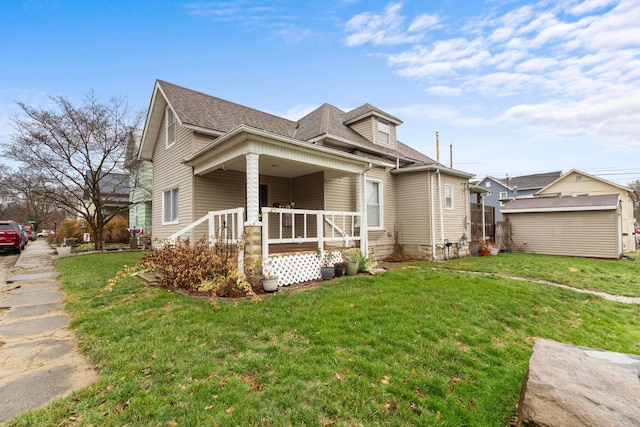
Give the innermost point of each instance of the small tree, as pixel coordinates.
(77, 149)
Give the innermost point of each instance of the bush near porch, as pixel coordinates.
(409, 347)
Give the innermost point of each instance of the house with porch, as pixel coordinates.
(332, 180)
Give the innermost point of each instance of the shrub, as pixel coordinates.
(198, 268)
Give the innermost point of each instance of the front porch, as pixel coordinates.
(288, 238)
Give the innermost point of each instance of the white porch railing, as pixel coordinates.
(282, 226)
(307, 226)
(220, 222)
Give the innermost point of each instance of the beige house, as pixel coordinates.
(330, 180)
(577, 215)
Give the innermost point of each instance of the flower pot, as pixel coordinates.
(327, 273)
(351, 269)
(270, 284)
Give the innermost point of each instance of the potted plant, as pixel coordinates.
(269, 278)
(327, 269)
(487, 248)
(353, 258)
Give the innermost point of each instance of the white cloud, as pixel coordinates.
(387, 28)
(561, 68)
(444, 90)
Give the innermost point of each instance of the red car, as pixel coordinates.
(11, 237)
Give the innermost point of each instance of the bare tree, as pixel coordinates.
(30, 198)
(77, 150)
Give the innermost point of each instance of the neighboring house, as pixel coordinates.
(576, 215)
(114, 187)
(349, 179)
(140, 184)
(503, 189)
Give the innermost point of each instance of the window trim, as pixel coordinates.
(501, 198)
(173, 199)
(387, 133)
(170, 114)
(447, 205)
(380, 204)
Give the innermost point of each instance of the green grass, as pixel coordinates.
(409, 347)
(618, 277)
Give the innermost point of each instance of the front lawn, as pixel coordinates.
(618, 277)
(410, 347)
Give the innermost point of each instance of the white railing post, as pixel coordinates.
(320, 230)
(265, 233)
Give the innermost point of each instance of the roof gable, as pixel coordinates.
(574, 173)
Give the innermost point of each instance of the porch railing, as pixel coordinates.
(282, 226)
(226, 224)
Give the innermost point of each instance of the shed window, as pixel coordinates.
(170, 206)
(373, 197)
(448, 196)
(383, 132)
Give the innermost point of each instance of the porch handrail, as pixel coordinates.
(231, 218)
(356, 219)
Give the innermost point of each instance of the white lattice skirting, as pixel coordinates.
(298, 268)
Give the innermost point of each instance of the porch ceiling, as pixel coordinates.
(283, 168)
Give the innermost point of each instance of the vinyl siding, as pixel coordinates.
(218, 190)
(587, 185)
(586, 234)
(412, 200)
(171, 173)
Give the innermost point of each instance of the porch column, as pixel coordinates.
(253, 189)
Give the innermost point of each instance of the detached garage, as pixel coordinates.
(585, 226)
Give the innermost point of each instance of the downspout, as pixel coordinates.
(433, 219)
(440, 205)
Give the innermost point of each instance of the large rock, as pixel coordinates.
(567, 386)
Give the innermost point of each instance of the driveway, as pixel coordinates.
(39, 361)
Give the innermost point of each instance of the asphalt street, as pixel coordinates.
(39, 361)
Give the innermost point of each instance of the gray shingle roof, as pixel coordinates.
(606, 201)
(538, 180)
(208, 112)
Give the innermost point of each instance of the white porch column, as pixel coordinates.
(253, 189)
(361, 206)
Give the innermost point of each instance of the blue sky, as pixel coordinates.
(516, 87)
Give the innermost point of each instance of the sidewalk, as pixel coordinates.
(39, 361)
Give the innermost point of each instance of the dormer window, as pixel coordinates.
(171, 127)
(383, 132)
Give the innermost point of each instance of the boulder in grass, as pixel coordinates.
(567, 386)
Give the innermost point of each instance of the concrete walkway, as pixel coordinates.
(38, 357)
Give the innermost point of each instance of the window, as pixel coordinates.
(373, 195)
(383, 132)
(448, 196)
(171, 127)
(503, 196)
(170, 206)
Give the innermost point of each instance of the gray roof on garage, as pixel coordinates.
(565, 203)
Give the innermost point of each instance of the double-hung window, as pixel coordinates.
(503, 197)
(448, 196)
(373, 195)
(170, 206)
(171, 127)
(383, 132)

········

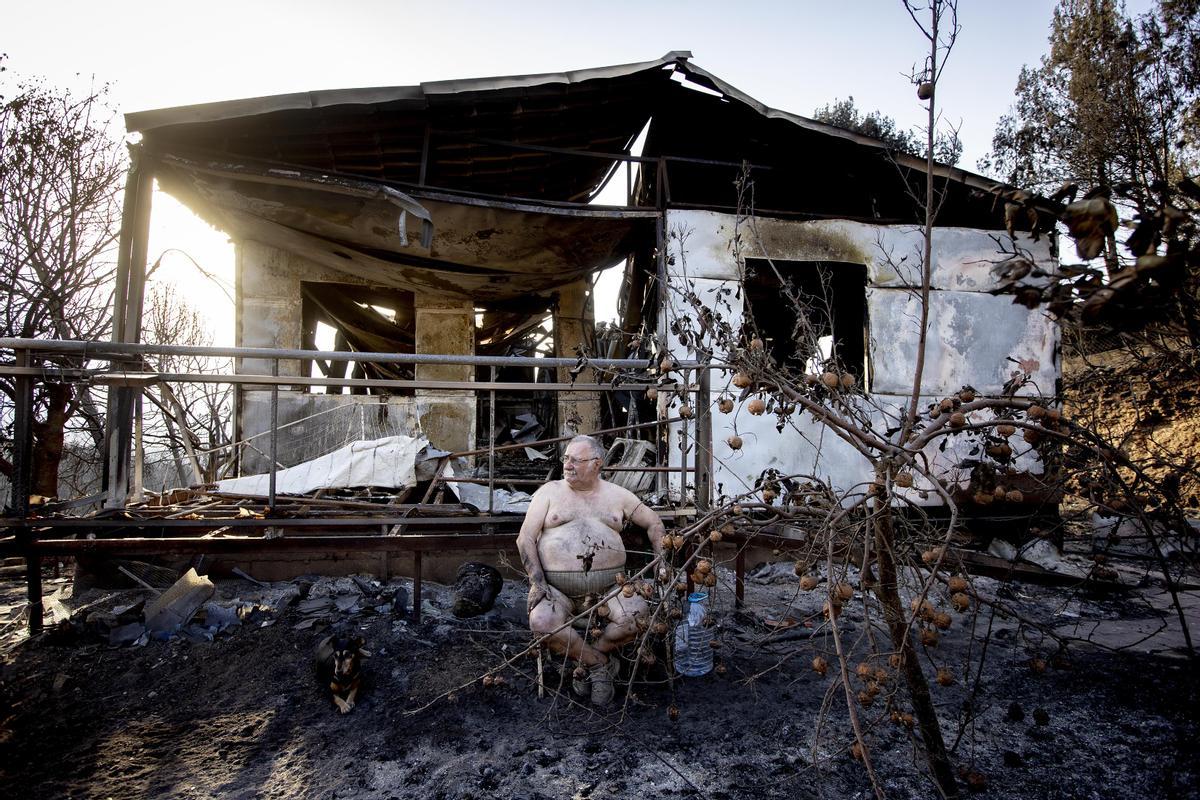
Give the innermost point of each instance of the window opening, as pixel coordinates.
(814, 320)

········

- **GIVEN EXERCISE**: Return every line of the data above that contains the string "roof", copying each line unchanged.

- **WRITTEN RESPONSE**:
Give the innermost point of each instance of the roof gable, as pixel coordinates.
Give the innermost point of each instance of the gray shingle roof, as pixel coordinates.
Give the innermost point of each instance of the gray roof on garage, as pixel coordinates.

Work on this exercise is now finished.